EXTRAIT:
Entretien avec Martin Duplantier, architecte urbaniste

Qu’est-ce que les architectes français peuvent faire pour leurs collègues ukrainiens ? C’est la question qu’il s’est d’emblée posée suite à l’invasion de leur pays en février 2022. Depuis, il fait des allers retours à intervalles réguliers pour y mener des projets architecturaux, urbanistiques ou même dans le domaine agricole. Un motif suffisant pour solliciter une nouvelle interview auprès de cet architecte qui avait bien voulu répondre, il y a quelques années, en 2019, à nos questions sur le MBA, le bâtiment conçu avec David Chipperfiled, sur le campus d’HEC, et le schéma directeur dont il s’était vu confier dans la foulée l’élaboration. Depuis lors, il a eu une autre occasion de manifester son engagement en faveur de l’écosystème Paris-Saclay en faisant partie de l’équipe des architectes en charge de la conception du Central, un ensemble de bâtiments appelés à en être une autre « icône ».

- La première fois que je vous ai interviewé, c’était en 2019, à propos du MBA avec David Chipperfield, et le schéma directeur du campus d’HEC qui vous avait été confié dans la foulée. Vous avez une nouvelle actualité relative à l’écosystème Paris-Saclay, à savoir le Central, à la conception duquel vous participez…

M.D. : En effet, mon agence a été retenue avec cinq autres agences d’architecte – Baumschlager Eberle (coordinateur), Nunc, Anne Demians, Hardel Le Bihan et Barrault Pressaco – pour réaliser ce projet porté par un groupement d’opérateurs – Sogeprom, Demathieu Bard Immobilier, Pitch immo et immobilière 3F – mais aussi les élus, le maire de Palaiseau en particulier, sans oublier l’EPA Paris-Saclay. Un projet ambitieux et original de 70 000 mètres carrés, ayant vocation à accueillir non seulement des activités tertiaires – commerces et bureaux -, mais encore des logements. J’aurais envie de dire « enfin, des logements ! », car si on veut qu’un quartier de ville vive, il importe qu’il soit habité. Sinon, nous nous exposons au syndrome de La Défense, qui ne vit plus en dehors des heures de travail des salariés qui travaillent dans les tours, faute d’être habitée avec tout ce que cela implique en termes d’animation commerciale, culturelle, sociale, de possibilité de rencontres en fin de journée et en soirée, les jours de semaine et le week-end. Mais il fallait aussi que ce quartier soit bien relié par les transports, les élus ont bien fait de temporiser pour rapprocher l’arrivée des logements familiaux et celle du Grand Paris Express.

- Est-ce un projet qui s’ajoute indifféremment à vos autres réalisations ou le vivez-vous comme une illustration supplémentaire d’un engagement de votre part en faveur du projet d’ensemble de Paris-Saclay ?

M.D. : Comme une illustration de mon engagement pour Paris-Saclay, un écosystème qu’il faut absolument contribuer à mettre en musique ! Je fais partie des très nombreuses personnes impatientes à ce qu’il révèle tout son potentiel au niveau de la recherche et de l’innovation, mais aussi comme lieu de vie. Il a déjà un long historique et d’importants investissements ont été consentis pour le réaliser. Le temps est venu de le faire vivre, de faire en sorte que ceux qui y travaillent, y étudient, bénéficient de réelles aménités urbaines. J’entends ici et là des critiques sur son degré d’urbanité, qui serait insuffisant. Justement, la construction de logements devrait contribuer à le renforcer. Ce sera d’autant plus vrai avec l’arrivée de la ligne 18 du Grand Paris Express en voie d’achèvement [entrée en service prévue en 2026]. Car les deux projets sont bien évidemment étroitement liés.

DONNÉES FOURNIES:

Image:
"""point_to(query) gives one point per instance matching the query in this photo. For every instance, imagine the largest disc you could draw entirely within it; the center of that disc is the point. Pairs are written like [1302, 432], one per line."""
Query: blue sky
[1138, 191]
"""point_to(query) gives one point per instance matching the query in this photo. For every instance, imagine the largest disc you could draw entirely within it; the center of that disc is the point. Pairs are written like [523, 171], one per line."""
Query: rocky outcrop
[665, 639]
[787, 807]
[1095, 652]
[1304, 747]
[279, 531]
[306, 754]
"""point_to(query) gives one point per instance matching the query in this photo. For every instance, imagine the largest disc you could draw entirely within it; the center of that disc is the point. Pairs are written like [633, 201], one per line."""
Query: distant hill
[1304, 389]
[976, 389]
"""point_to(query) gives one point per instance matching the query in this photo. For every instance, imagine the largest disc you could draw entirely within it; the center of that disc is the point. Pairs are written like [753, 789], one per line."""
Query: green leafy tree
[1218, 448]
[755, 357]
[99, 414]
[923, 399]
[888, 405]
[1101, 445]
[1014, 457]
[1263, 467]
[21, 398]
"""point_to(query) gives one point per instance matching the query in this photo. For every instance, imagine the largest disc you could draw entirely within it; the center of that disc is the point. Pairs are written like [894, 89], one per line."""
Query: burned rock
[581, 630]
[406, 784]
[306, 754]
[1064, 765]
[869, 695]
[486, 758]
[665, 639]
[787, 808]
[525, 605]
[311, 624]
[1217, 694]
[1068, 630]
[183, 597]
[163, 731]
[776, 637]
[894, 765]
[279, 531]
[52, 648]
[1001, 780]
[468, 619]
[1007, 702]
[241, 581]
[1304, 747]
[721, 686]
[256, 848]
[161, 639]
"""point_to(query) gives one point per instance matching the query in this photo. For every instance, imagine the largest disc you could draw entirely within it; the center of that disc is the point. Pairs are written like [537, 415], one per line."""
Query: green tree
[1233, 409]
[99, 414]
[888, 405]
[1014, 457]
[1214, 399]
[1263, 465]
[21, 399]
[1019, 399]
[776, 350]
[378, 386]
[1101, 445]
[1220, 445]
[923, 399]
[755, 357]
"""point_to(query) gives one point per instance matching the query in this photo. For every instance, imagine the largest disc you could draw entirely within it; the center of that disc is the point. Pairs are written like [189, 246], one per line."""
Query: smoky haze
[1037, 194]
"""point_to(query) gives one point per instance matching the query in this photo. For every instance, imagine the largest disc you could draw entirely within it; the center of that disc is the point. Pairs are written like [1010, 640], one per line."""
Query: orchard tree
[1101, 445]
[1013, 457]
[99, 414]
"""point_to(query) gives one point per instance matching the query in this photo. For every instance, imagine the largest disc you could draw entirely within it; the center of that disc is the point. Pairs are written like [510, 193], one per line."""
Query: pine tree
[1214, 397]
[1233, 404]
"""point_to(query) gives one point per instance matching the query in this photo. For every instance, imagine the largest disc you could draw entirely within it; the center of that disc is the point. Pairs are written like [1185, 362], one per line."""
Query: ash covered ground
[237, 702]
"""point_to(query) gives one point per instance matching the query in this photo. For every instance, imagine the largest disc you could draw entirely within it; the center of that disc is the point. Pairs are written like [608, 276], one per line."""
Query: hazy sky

TRAVAIL À FAIRE:
a - Recopiez mot pour mot tout le passage de l'extrait, depuis « M.D. : Comme » jusqu'à « évidemment étroitement liés. ».
b - D'après l'extrait, quelle est la superficie du projet du Central ?

RÉPONSES ATTENDUES:
a -
M.D. : Comme une illustration de mon engagement pour Paris-Saclay, un écosystème qu’il faut absolument contribuer à mettre en musique ! Je fais partie des très nombreuses personnes impatientes à ce qu’il révèle tout son potentiel au niveau de la recherche et de l’innovation, mais aussi comme lieu de vie. Il a déjà un long historique et d’importants investissements ont été consentis pour le réaliser. Le temps est venu de le faire vivre, de faire en sorte que ceux qui y travaillent, y étudient, bénéficient de réelles aménités urbaines. J’entends ici et là des critiques sur son degré d’urbanité, qui serait insuffisant. Justement, la construction de logements devrait contribuer à le renforcer. Ce sera d’autant plus vrai avec l’arrivée de la ligne 18 du Grand Paris Express en voie d’achèvement [entrée en service prévue en 2026]. Car les deux projets sont bien évidemment étroitement liés.

b - Le projet du Central couvre 70 000 mètres carrés.